**** Extrait du document ****

Les exigences des clients évoluent très vite. De moins en moins intéressés par un tarif à l’heure, ils préfèrent d’autres formules, comme un forfait fixe ou une entente conditionnelle au succès... Le bâtonnier nous en dit plus...
Pour Me Bernard Synnott, bâtonnier du Québec, les avocats ne manquent pas de travail, le marché juridique va bien.
Pour Me Bernard Synnott, bâtonnier du Québec, les avocats ne manquent pas de travail, le marché juridique va bien.
Me Bernard Synnott le dit et le redit : selon lui, les avocats ne manquent pas de travail, le marché juridique va bien, mais il est en mutation. « La compétition s’accentue, et pour préserver leur clientèle, les avocats doivent se plier davantage aux demandes des clients. Il faut repenser son modèle d’affaire », déclare en entrevue avec Droit-inc le bâtonnier du Québec, aussi associé au cabinet Fasken Martineau.

Le mode de tarification est un exemple des divers changements en cours dans la profession, qui se sont accentués depuis la crise économique de 2008. Une baisse de la demande des services juridiques a fait basculer le pouvoir économique du côté de la clientèle. Plus exigeants et mieux informés, les clients veulent dorénavant dicter les termes de l’entente monétaire.

Résultat : la tarification à l’heure cède la place à d’autres modes de paiement, « et ce phénomène va s’accélérer », assure Me Synnott. Comment en être si sûr ? Depuis 2008, répond-il, les revenus générés par les modes alternatifs de tarification ont doublé. « Nous tenons ces données grâce à un système de veille sur les tendances du droit, qui nous permet de collecter plusieurs données. »

Le bâtonnier poursuit en expliquant que le Barreau a créé il y a plus d’un an un poste pour surveiller l’évolution de la profession. C’est Me Alexandre Désy, connu de la communauté pour son implication dans la fondation Cancer testiculaire Canada, qui occupe cette fonction. « Le travail de collecte d’information de Me Désy nous a permis de constater la multiplication des modes de tarification, et nous avons décidé faire le point sur cette question », dit Me Synnott.

Un laboratoire sur la tarification

C'est Me Alexandre Désy qui surveille l'évolution de la profession
C'est Me Alexandre Désy qui surveille l'évolution de la profession
Le Barreau s’est donc lancé en 2014 dans un laboratoire sur la tarification des avocats. Avec l’aide de divers acteurs, dont un économiste, l’ordre professionnel entend déposer sous peu un document qui proposera les « meilleures options » de tarification à utiliser, soit les plus susceptibles de répondre aux besoins de la « clientèle sophistiquée ».

**** Données fournies ****

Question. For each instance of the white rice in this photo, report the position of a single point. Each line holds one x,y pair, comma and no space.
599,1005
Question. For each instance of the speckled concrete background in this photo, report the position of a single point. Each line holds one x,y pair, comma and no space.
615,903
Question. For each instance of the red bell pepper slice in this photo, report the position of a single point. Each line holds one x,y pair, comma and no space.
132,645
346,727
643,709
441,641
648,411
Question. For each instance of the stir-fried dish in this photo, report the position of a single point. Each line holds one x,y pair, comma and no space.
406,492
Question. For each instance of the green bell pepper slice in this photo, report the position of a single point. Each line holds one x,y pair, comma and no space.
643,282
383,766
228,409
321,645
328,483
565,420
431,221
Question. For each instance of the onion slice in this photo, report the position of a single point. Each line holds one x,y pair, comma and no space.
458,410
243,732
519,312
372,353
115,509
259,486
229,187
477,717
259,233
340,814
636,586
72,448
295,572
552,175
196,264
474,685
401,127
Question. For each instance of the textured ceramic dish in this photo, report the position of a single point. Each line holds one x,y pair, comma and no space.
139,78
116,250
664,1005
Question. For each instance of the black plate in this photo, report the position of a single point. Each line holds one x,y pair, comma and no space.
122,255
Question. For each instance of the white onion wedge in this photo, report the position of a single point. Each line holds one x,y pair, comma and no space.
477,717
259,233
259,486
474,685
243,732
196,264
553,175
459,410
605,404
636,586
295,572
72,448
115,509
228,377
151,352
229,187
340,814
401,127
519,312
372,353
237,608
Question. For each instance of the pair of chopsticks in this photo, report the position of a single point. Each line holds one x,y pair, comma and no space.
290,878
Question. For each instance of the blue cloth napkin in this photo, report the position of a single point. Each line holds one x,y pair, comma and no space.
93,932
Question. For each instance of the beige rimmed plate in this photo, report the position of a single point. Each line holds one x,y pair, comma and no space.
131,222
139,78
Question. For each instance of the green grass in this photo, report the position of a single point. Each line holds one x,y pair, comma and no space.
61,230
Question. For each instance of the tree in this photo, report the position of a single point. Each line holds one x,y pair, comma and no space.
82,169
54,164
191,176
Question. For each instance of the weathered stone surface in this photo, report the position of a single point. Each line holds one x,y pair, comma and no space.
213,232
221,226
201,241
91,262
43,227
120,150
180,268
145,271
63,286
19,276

****

Mettez à jour l'article sur la tarification des avocats : reproduisez le passage allant de "Me Bernard Synnott le" jusqu'à "cabinet Fasken Martineau." inclus, en y remplaçant "compétition" par "concurrence".

• Réponse proposée:
Me Bernard Synnott le dit et le redit : selon lui, les avocats ne manquent pas de travail, le marché juridique va bien, mais il est en mutation. « La concurrence s’accentue, et pour préserver leur clientèle, les avocats doivent se plier davantage aux demandes des clients. Il faut repenser son modèle d’affaire », déclare en entrevue avec Droit-inc le bâtonnier du Québec, aussi associé au cabinet Fasken Martineau.